February 18, 2020

11 Min Read
Addressing Drag Conveyor Chain Inefficiencies, Lifespan
The measured pitch of drag conveyor chains should not exceed three percent of the rated pitch. To determine maximum allowable stretch of a chain, multiply the rated pitch of a given number of links by 1.03, then compare this number to the measured pitch.

In drag chain conveyors, chain usually constitutes the majority of maintenance expense in labor and parts. This is true for the best conveyors and especially for poorly designed, poorly maintained systems. But there are ways to increase the efficiency and lifespan of chain to lower operational costs and provide a better return on your investment. These range from the obvious (performing maintenance) to the extreme (complete system replacement). They’re worth investigating—unplanned downtime from chain failure often costs more than the labor and parts combined, and it’s a headache you neither want nor need.  

It should go without saying that the simplest way to maximize the life of a conveyor chain is to perform regular, preventative maintenance per the manufacturer’s schedule. While you likely understand the importance of preventative maintenance, you need to keep in mind that, in reality, maintenance personnel often ignore conveyors until they’re throwing tantrums like a neglected child. Ignoring conveyors will increase the cost of labor and maintenance, and it will reduce their efficiency. Your maintenance crew needs to perform upkeep if you want improvement in operational costs related to your conveyors. Even upgrading your conveyor to a better designed unit won’t do much good if it’s neglected.

● DATASET EXTRACT

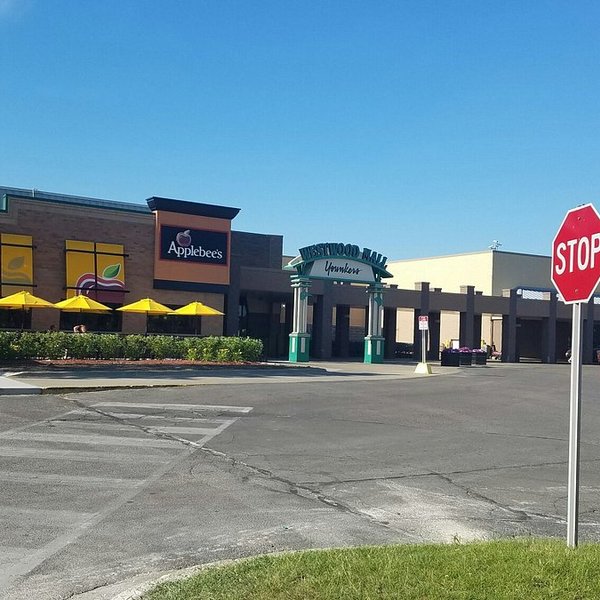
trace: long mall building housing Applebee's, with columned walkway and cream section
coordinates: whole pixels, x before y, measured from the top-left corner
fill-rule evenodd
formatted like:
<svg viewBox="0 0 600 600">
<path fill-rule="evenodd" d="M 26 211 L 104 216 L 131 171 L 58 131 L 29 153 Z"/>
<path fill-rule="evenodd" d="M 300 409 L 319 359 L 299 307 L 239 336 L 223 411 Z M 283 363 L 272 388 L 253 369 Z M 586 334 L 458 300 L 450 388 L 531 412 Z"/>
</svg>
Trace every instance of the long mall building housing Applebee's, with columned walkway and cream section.
<svg viewBox="0 0 600 600">
<path fill-rule="evenodd" d="M 22 289 L 51 302 L 87 294 L 112 308 L 150 297 L 176 309 L 194 300 L 224 316 L 202 317 L 200 335 L 257 337 L 268 357 L 288 355 L 294 290 L 283 237 L 236 231 L 239 209 L 151 197 L 144 204 L 0 187 L 1 295 Z M 314 244 L 319 240 L 307 240 Z M 344 246 L 331 240 L 316 246 Z M 386 266 L 385 253 L 345 244 Z M 310 246 L 310 247 L 316 247 Z M 381 249 L 379 249 L 381 250 Z M 333 251 L 333 250 L 332 250 Z M 300 258 L 300 257 L 298 257 Z M 297 260 L 297 259 L 296 259 Z M 293 264 L 293 263 L 292 263 Z M 343 263 L 342 263 L 343 265 Z M 332 268 L 307 283 L 310 356 L 361 356 L 369 323 L 366 285 Z M 337 274 L 336 274 L 337 269 Z M 570 342 L 571 308 L 550 282 L 550 258 L 498 250 L 419 260 L 387 260 L 381 335 L 388 359 L 420 356 L 419 317 L 429 318 L 427 353 L 443 345 L 502 351 L 502 359 L 557 362 Z M 391 277 L 390 277 L 391 275 Z M 600 346 L 593 298 L 584 307 L 584 357 Z M 189 317 L 0 310 L 0 328 L 192 335 Z M 378 317 L 379 318 L 379 317 Z"/>
</svg>

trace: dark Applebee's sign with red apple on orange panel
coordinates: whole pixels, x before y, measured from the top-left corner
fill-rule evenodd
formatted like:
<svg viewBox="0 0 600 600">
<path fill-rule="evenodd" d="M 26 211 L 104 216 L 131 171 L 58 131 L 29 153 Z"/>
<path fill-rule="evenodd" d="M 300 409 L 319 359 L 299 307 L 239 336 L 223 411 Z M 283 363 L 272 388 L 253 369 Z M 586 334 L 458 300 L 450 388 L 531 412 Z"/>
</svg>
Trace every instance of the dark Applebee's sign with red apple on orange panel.
<svg viewBox="0 0 600 600">
<path fill-rule="evenodd" d="M 160 257 L 206 264 L 227 264 L 227 234 L 203 229 L 182 229 L 162 225 Z"/>
</svg>

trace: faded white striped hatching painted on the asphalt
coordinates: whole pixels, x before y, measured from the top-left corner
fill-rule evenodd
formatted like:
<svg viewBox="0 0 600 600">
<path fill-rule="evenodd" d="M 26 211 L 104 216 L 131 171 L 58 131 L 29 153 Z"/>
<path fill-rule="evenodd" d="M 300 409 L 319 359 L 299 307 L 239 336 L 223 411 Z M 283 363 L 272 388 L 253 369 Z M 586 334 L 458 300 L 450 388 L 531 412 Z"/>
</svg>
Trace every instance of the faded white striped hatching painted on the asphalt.
<svg viewBox="0 0 600 600">
<path fill-rule="evenodd" d="M 95 408 L 130 409 L 128 413 L 111 413 L 108 411 L 92 412 Z M 139 410 L 151 410 L 162 414 L 145 414 L 135 412 Z M 115 488 L 120 493 L 112 500 L 106 502 L 98 512 L 75 512 L 68 510 L 33 509 L 14 506 L 2 506 L 0 504 L 0 521 L 14 523 L 51 523 L 60 527 L 62 533 L 47 543 L 41 542 L 37 548 L 5 548 L 0 552 L 0 591 L 7 589 L 16 579 L 26 575 L 31 570 L 60 552 L 66 546 L 73 544 L 78 538 L 85 535 L 91 528 L 98 525 L 108 515 L 121 508 L 126 502 L 133 499 L 142 490 L 158 481 L 165 473 L 171 470 L 177 463 L 186 460 L 196 448 L 202 447 L 208 440 L 212 439 L 227 427 L 235 423 L 239 417 L 229 419 L 204 418 L 204 417 L 177 417 L 168 413 L 173 411 L 202 411 L 202 412 L 226 412 L 247 414 L 252 410 L 250 406 L 219 406 L 219 405 L 190 405 L 190 404 L 149 404 L 149 403 L 121 403 L 100 402 L 86 409 L 75 409 L 54 419 L 44 419 L 26 426 L 5 431 L 0 434 L 0 457 L 18 457 L 31 461 L 35 460 L 57 460 L 70 462 L 108 462 L 118 465 L 124 462 L 133 462 L 145 466 L 155 465 L 154 472 L 145 479 L 126 479 L 118 477 L 95 477 L 79 476 L 76 474 L 63 475 L 61 473 L 38 473 L 28 471 L 0 471 L 0 481 L 9 483 L 26 483 L 32 485 L 46 486 L 55 485 L 77 485 L 89 486 L 89 498 L 94 500 L 94 488 Z M 121 423 L 106 422 L 99 419 L 77 419 L 71 420 L 70 416 L 82 414 L 96 416 L 106 414 L 107 417 L 124 419 Z M 133 422 L 127 423 L 127 419 Z M 140 421 L 144 422 L 140 422 Z M 159 423 L 152 423 L 158 420 Z M 165 424 L 161 425 L 161 421 Z M 150 423 L 148 422 L 150 421 Z M 182 423 L 182 425 L 176 425 Z M 193 424 L 203 425 L 194 427 Z M 215 427 L 207 427 L 215 425 Z M 143 427 L 143 430 L 141 427 Z M 36 431 L 32 431 L 32 429 Z M 70 433 L 64 433 L 64 432 Z M 77 432 L 75 432 L 77 431 Z M 146 433 L 143 437 L 142 431 Z M 123 435 L 106 435 L 108 432 L 135 433 L 137 437 Z M 172 439 L 156 439 L 150 437 L 152 434 L 169 434 Z M 179 435 L 202 436 L 199 440 L 187 440 Z M 19 447 L 12 444 L 26 444 L 31 446 Z M 177 442 L 186 444 L 181 451 Z M 82 446 L 102 446 L 105 451 L 90 450 L 62 450 L 49 449 L 53 443 L 73 443 Z M 8 445 L 10 444 L 10 446 Z M 111 447 L 124 447 L 120 452 Z M 125 450 L 126 448 L 126 450 Z M 177 450 L 175 454 L 172 452 Z M 76 467 L 73 469 L 76 472 Z M 113 471 L 114 472 L 114 471 Z M 10 486 L 6 486 L 10 487 Z"/>
</svg>

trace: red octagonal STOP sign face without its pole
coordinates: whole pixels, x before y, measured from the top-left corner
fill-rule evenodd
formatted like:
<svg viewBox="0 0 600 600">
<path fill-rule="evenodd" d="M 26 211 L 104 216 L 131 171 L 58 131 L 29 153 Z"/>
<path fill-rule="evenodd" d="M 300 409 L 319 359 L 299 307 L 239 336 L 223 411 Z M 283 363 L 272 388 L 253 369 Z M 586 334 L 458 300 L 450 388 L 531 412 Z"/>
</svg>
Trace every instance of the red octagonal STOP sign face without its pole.
<svg viewBox="0 0 600 600">
<path fill-rule="evenodd" d="M 552 283 L 565 304 L 587 302 L 600 280 L 600 215 L 591 204 L 573 208 L 552 242 Z"/>
</svg>

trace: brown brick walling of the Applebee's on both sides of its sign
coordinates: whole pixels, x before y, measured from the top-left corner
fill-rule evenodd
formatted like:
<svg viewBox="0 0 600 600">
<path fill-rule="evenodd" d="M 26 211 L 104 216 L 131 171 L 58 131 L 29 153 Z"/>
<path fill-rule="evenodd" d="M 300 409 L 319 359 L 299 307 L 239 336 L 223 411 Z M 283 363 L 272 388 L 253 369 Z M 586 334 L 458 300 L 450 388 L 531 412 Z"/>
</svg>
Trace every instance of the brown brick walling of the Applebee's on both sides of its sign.
<svg viewBox="0 0 600 600">
<path fill-rule="evenodd" d="M 154 215 L 116 211 L 91 206 L 61 204 L 41 199 L 12 198 L 8 212 L 0 213 L 0 232 L 31 235 L 33 238 L 34 294 L 51 302 L 66 297 L 65 240 L 122 244 L 125 254 L 125 303 L 151 297 L 168 306 L 199 300 L 224 311 L 224 295 L 177 290 L 155 290 Z M 231 264 L 280 268 L 283 238 L 232 232 Z M 59 311 L 35 309 L 32 329 L 58 327 Z M 123 332 L 142 332 L 145 315 L 123 314 Z M 222 317 L 205 317 L 202 333 L 220 335 Z"/>
</svg>

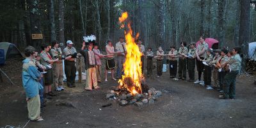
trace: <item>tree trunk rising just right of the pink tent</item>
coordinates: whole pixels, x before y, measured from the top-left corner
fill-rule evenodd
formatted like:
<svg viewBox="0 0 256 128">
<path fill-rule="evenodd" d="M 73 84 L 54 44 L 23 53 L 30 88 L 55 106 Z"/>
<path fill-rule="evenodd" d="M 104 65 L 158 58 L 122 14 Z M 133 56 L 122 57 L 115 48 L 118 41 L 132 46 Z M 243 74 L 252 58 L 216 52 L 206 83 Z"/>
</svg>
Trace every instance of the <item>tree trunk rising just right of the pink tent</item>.
<svg viewBox="0 0 256 128">
<path fill-rule="evenodd" d="M 223 49 L 225 42 L 225 29 L 224 29 L 224 10 L 225 10 L 225 0 L 218 1 L 218 40 L 219 49 Z"/>
</svg>

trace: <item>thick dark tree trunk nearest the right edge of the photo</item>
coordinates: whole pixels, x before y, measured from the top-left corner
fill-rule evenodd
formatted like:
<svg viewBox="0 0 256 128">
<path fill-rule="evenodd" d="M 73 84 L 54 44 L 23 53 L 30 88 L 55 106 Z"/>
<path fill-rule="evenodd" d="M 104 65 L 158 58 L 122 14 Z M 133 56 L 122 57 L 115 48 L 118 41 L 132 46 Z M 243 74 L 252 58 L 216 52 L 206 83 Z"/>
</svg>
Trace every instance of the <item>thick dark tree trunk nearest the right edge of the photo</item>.
<svg viewBox="0 0 256 128">
<path fill-rule="evenodd" d="M 246 59 L 248 58 L 248 43 L 250 42 L 250 0 L 240 1 L 241 15 L 240 15 L 240 29 L 239 29 L 239 44 L 242 49 L 243 59 L 242 68 L 244 71 L 246 67 Z"/>
</svg>

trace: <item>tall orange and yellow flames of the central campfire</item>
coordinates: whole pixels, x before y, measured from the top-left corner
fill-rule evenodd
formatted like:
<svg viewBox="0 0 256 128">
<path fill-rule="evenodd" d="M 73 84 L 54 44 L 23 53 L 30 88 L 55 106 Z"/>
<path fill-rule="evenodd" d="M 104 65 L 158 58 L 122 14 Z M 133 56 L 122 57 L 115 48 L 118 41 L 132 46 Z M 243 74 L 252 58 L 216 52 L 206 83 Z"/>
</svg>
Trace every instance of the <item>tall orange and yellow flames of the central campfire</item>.
<svg viewBox="0 0 256 128">
<path fill-rule="evenodd" d="M 128 13 L 122 13 L 122 16 L 119 17 L 119 22 L 124 24 L 124 21 L 127 19 Z M 125 63 L 124 63 L 124 75 L 122 79 L 118 81 L 120 84 L 120 89 L 127 89 L 133 95 L 136 93 L 142 93 L 141 90 L 141 79 L 143 79 L 143 75 L 141 72 L 141 52 L 138 45 L 136 45 L 135 40 L 132 37 L 132 29 L 131 24 L 128 22 L 127 30 L 124 31 L 125 40 L 127 42 L 126 45 L 126 55 L 125 55 Z M 137 33 L 136 38 L 138 38 L 139 34 Z"/>
</svg>

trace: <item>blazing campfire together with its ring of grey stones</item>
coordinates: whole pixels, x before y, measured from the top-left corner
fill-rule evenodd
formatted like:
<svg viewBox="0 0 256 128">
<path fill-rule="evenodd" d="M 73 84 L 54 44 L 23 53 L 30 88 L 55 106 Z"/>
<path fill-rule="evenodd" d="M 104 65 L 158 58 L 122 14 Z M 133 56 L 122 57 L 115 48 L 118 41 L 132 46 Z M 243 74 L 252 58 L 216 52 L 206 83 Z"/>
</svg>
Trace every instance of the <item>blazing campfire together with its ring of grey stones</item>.
<svg viewBox="0 0 256 128">
<path fill-rule="evenodd" d="M 128 13 L 122 13 L 119 17 L 120 27 L 125 29 L 125 63 L 124 75 L 118 81 L 118 87 L 111 87 L 106 98 L 109 100 L 118 100 L 120 106 L 127 104 L 136 104 L 142 106 L 143 104 L 152 104 L 162 93 L 154 88 L 148 88 L 143 74 L 141 72 L 141 52 L 135 40 L 138 39 L 139 33 L 134 38 L 132 36 L 132 28 L 129 22 Z M 127 26 L 125 26 L 127 24 Z"/>
</svg>

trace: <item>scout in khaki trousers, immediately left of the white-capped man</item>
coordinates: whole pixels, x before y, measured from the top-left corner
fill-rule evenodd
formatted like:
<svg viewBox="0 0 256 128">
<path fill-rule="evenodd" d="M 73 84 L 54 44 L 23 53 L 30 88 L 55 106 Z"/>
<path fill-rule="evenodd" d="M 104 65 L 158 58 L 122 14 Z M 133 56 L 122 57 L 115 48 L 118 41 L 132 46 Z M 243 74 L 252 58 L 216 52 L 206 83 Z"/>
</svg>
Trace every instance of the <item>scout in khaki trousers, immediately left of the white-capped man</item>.
<svg viewBox="0 0 256 128">
<path fill-rule="evenodd" d="M 52 59 L 59 59 L 56 63 L 52 65 L 53 71 L 53 85 L 56 87 L 56 91 L 64 90 L 63 88 L 63 65 L 62 60 L 70 59 L 71 56 L 67 56 L 67 58 L 62 57 L 62 52 L 59 47 L 59 43 L 54 40 L 52 42 L 52 49 L 50 51 L 52 55 Z"/>
</svg>

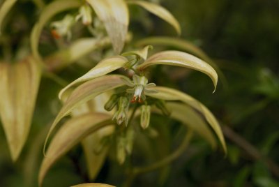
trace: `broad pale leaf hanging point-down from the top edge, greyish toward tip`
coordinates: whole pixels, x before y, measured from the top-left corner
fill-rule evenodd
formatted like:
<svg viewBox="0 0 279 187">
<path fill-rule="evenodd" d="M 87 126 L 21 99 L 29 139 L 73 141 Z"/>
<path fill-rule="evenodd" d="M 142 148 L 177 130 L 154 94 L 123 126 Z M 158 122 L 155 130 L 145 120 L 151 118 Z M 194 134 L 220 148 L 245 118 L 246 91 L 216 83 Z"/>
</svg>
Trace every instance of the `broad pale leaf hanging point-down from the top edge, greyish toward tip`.
<svg viewBox="0 0 279 187">
<path fill-rule="evenodd" d="M 128 32 L 129 13 L 123 0 L 86 0 L 105 24 L 116 54 L 123 49 Z"/>
</svg>

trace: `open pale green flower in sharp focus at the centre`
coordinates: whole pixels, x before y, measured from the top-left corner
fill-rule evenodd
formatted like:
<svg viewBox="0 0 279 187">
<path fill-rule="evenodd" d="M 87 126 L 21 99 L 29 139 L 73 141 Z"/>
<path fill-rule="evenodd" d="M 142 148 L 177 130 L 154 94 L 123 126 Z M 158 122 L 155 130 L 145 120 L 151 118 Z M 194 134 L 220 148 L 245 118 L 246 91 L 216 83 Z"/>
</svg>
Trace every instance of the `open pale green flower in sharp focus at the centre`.
<svg viewBox="0 0 279 187">
<path fill-rule="evenodd" d="M 147 84 L 148 80 L 144 76 L 133 75 L 133 82 L 132 81 L 123 81 L 126 83 L 128 87 L 133 87 L 133 89 L 127 89 L 127 93 L 133 93 L 133 99 L 131 103 L 139 102 L 142 103 L 143 100 L 146 99 L 144 93 L 157 93 L 158 91 L 153 90 L 151 88 L 156 87 L 156 84 L 149 83 Z"/>
</svg>

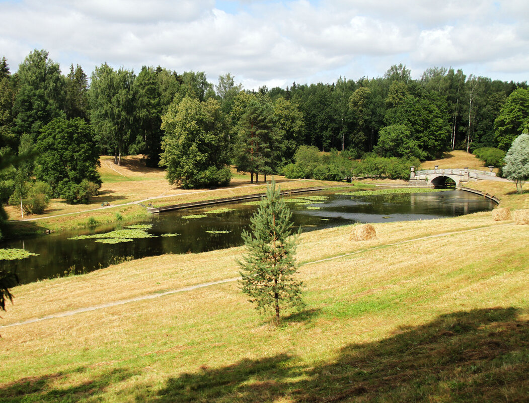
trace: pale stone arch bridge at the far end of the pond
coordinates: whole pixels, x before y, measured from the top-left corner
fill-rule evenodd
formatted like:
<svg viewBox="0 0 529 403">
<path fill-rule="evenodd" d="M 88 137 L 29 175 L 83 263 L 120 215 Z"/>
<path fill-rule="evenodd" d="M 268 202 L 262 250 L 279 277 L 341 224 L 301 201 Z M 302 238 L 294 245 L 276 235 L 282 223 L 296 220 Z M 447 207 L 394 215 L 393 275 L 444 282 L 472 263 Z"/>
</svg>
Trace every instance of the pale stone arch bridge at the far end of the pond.
<svg viewBox="0 0 529 403">
<path fill-rule="evenodd" d="M 499 178 L 496 173 L 490 171 L 478 171 L 476 169 L 468 168 L 449 168 L 449 169 L 426 169 L 415 171 L 411 168 L 409 176 L 409 184 L 415 186 L 443 186 L 446 179 L 450 178 L 455 182 L 455 186 L 461 187 L 464 183 L 475 180 L 497 180 L 501 182 L 508 182 L 507 179 Z"/>
</svg>

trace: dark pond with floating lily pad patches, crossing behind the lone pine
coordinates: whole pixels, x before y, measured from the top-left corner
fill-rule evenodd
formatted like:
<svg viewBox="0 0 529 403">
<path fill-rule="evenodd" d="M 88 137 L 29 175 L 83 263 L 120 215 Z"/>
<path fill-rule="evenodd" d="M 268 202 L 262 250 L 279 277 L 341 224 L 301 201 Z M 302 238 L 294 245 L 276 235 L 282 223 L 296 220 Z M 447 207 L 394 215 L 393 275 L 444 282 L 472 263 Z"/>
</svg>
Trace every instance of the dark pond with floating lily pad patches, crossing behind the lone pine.
<svg viewBox="0 0 529 403">
<path fill-rule="evenodd" d="M 461 190 L 358 196 L 336 193 L 337 190 L 288 196 L 286 200 L 292 200 L 288 206 L 294 212 L 295 226 L 307 232 L 357 222 L 452 217 L 491 210 L 495 206 L 489 199 Z M 142 222 L 4 242 L 0 248 L 25 249 L 38 255 L 22 260 L 0 260 L 0 264 L 4 269 L 16 269 L 21 282 L 28 283 L 85 273 L 127 259 L 230 248 L 242 244 L 241 232 L 248 229 L 256 210 L 257 205 L 244 202 L 187 208 L 152 215 Z M 148 228 L 126 228 L 138 224 Z M 101 235 L 115 230 L 121 232 Z M 71 239 L 78 236 L 81 239 Z M 122 242 L 123 238 L 129 240 Z"/>
</svg>

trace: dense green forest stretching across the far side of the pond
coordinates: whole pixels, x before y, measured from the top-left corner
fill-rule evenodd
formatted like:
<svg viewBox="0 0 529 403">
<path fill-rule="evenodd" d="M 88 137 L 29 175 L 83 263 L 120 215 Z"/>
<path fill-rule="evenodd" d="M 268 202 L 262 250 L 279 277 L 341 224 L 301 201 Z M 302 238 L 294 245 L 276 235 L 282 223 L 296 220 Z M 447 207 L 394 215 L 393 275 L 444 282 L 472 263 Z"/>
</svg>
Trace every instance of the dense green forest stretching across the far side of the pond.
<svg viewBox="0 0 529 403">
<path fill-rule="evenodd" d="M 399 65 L 383 77 L 256 91 L 230 74 L 213 84 L 204 72 L 160 66 L 136 74 L 103 63 L 88 77 L 71 65 L 63 75 L 35 50 L 15 73 L 0 62 L 0 201 L 33 195 L 38 205 L 35 195 L 45 194 L 82 203 L 101 186 L 100 154 L 116 164 L 143 154 L 184 187 L 225 184 L 230 166 L 252 181 L 272 173 L 402 177 L 410 163 L 451 149 L 501 160 L 528 115 L 525 82 L 453 68 L 415 80 Z"/>
</svg>

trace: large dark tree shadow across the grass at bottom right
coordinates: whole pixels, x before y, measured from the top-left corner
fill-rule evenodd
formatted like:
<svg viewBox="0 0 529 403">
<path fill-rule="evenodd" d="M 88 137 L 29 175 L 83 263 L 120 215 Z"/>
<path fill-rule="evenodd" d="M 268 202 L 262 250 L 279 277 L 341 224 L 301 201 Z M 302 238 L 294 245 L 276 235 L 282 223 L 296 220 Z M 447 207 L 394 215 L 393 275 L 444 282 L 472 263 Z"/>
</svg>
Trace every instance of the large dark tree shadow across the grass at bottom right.
<svg viewBox="0 0 529 403">
<path fill-rule="evenodd" d="M 332 336 L 330 336 L 332 337 Z M 442 315 L 379 342 L 349 344 L 316 367 L 279 354 L 203 368 L 136 401 L 527 401 L 529 323 L 514 308 Z M 156 393 L 156 394 L 155 394 Z M 283 400 L 281 400 L 283 401 Z"/>
</svg>

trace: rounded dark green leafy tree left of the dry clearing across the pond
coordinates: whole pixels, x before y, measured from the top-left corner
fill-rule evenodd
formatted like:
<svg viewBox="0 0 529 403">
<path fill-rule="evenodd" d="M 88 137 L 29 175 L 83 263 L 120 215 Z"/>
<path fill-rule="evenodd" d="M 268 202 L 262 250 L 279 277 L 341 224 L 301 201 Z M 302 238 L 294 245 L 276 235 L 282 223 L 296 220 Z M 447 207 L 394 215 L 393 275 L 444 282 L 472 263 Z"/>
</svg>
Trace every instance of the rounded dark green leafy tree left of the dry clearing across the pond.
<svg viewBox="0 0 529 403">
<path fill-rule="evenodd" d="M 94 134 L 81 118 L 57 118 L 45 125 L 37 140 L 39 157 L 35 175 L 47 181 L 56 197 L 71 203 L 87 201 L 87 192 L 94 194 L 92 185 L 101 187 L 97 172 L 99 155 Z M 81 185 L 84 184 L 84 185 Z"/>
</svg>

● WORK INSTRUCTION 1
From the conveyor chain article above, copy the part that opens with the words containing "It should go" and closes with "if it’s neglected.".
● WORK INSTRUCTION 2
According to the conveyor chain article, what number is the rated pitch multiplied by to find the maximum allowable stretch of a chain?
● WORK INSTRUCTION 3
Go on with the conveyor chain article from the point where it stops.

● EXERCISE RESPONSE 1
It should go without saying that the simplest way to maximize the life of a conveyor chain is to perform regular, preventative maintenance per the manufacturer’s schedule. While you likely understand the importance of preventative maintenance, you need to keep in mind that, in reality, maintenance personnel often ignore conveyors until they’re throwing tantrums like a neglected child. Ignoring conveyors will increase the cost of labor and maintenance, and it will reduce their efficiency. Your maintenance crew needs to perform upkeep if you want improvement in operational costs related to your conveyors. Even upgrading your conveyor to a better designed unit won’t do much good if it’s neglected.

● EXERCISE RESPONSE 2
1.03

● EXERCISE RESPONSE 3
Of course, no matter how much preventative maintenance occurs, you will still eventually need to replace the conveyor chain. Maintenance personnel should be able to tell when this needs to occur so your operation doesn’t encounter unplanned downtime. Technicians can tell when a chain needs replaced by measuring the amount of stretch (wear) in the chain, which they accomplish by taking the average pitch over a number of chain lengths. Generally, if the average pitch is three percent or more of the rated pitch, they should replace the chain.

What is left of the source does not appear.